**DOCUMENT PASSAGE:**
++++++++++++++++++++

WMAP Frequency Coverage
Galactic foreground signals are distinguishable from CMB anisotropy by their differing spectra and spatial distributions. Multiple frequency coverage is needed to reliably separate Galactic foreground signals from CMB anisotropy. WMAP observes with five frequency bands between 22 and 90 GHz.
Figure 1 (right) shows the frequency dependence of the expected CMB anisotropy (red band) and of three known sources of foreground emission from our Galaxy, in units of antenna temperature. The five WMAP frequency bands are indicated in tan vertical bars on the plot. There are at least three physical mechanisms that contribute to the Galactic microwave emission: synchrotron radiation, free-free radiation, and thermal radiation from interstellar dust. There are hints of a possible fourth mechanism that might be due to rapidly spinning dust grains emitting microwave radiation, though the evidence for this is still quite tentative and so has been omitted from this plot. Results show that at high Galactic latitudes (way from galactic plane) CMB anisotropy dominates in the range ~30-150 GHz. However, the Galactic foreground is measured and removed from some of the WMAP data (Sky cut Kp1 and Kp2). The two lowest frequency WMAP bands (K and Ka) are especially valuable for characterizing galactic emissions.There are two techniques that WMAP uses to evaluate and remove the Galactic foreground. The first uses existing Galactic maps at lower (radio) and higher (far-infrared) frequencies as foreground emission templates. Uncertainties in the original data and position-dependent spectral index variations introduce errors with this technique. There is no good free-free emission template because there is no frequency where it dominates the microwave emission. However, high resolution, large scale maps of H-alpha emission serve as a template for the free-free emission in regions where it has been mapped.

++++++++++++++++++++

**STATED TASK 1:** According to the WMAP frequency coverage passage, how many frequency bands does WMAP observe with, and over what range?
**STATED TASK 2:** Copy the WMAP frequency coverage passage from "WMAP Frequency Coverage" to "and 90 GHz.".

**DATA ROWS:**
++++++++++++++++++++

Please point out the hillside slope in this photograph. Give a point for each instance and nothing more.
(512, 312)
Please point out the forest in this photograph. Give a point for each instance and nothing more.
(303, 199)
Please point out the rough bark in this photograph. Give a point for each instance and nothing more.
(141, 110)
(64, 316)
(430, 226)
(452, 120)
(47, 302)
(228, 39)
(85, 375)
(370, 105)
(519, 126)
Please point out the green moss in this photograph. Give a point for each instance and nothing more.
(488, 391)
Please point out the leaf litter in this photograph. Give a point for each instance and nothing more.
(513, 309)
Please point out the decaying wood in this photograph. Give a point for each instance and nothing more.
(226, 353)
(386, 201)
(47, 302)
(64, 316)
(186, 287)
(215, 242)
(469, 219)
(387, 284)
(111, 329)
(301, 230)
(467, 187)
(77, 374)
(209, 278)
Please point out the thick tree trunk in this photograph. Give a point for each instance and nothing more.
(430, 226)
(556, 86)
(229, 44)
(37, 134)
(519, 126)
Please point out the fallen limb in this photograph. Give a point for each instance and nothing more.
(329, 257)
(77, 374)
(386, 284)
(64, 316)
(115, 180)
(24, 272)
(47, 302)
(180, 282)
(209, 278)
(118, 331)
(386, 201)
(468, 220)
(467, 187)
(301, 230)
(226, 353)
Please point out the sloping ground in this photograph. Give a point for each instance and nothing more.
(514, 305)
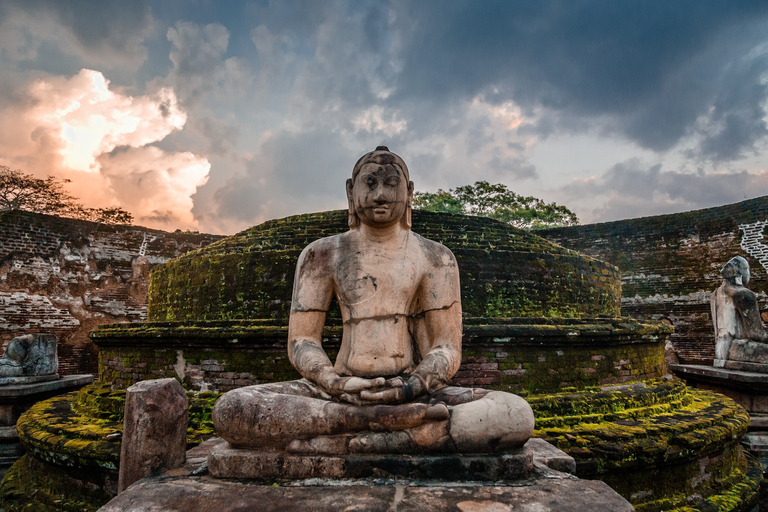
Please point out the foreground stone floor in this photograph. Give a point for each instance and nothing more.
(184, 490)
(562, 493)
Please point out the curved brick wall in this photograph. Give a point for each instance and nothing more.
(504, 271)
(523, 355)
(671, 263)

++++++++++++++++++++

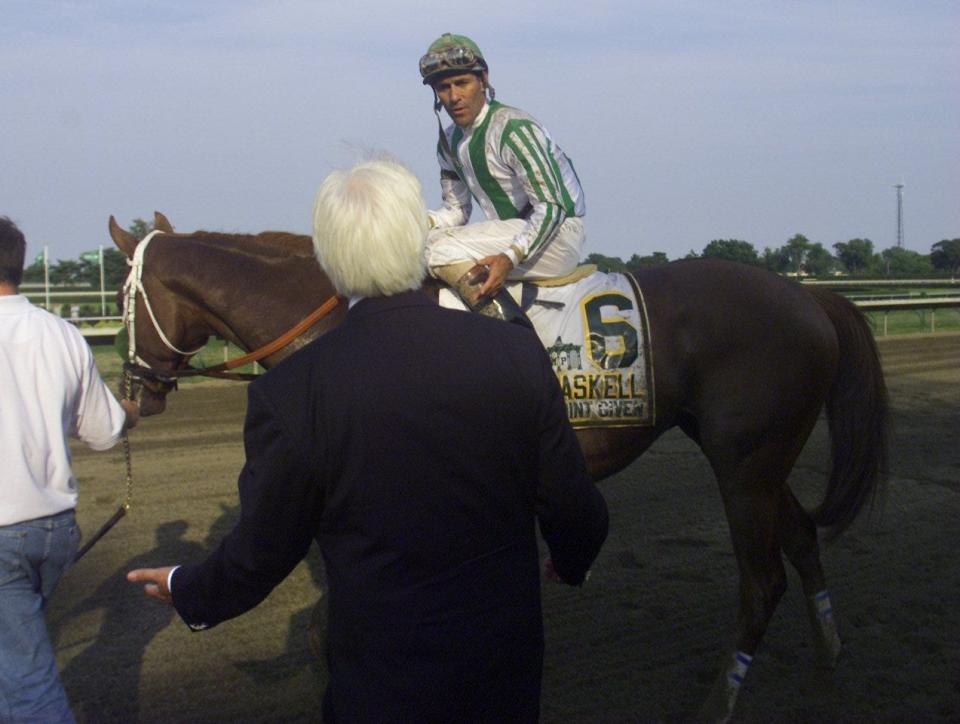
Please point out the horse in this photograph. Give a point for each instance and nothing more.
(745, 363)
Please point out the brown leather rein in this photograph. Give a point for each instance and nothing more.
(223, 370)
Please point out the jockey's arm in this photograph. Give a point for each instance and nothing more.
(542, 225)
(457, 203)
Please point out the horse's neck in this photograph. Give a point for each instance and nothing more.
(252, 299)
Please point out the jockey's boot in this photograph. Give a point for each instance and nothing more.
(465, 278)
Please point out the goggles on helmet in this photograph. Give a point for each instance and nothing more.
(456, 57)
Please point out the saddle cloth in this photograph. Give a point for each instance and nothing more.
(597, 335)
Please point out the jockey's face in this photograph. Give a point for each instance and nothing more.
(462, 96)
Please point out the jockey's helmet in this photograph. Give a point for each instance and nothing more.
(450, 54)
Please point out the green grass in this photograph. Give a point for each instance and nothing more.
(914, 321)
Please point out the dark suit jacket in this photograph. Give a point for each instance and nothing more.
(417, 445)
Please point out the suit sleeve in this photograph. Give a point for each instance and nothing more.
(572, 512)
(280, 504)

++++++++++++++++++++

**TASK RESPONSE 1:** WMAP observes with five frequency bands between 22 and 90 GHz.

**TASK RESPONSE 2:**
WMAP Frequency Coverage
Galactic foreground signals are distinguishable from CMB anisotropy by their differing spectra and spatial distributions. Multiple frequency coverage is needed to reliably separate Galactic foreground signals from CMB anisotropy. WMAP observes with five frequency bands between 22 and 90 GHz.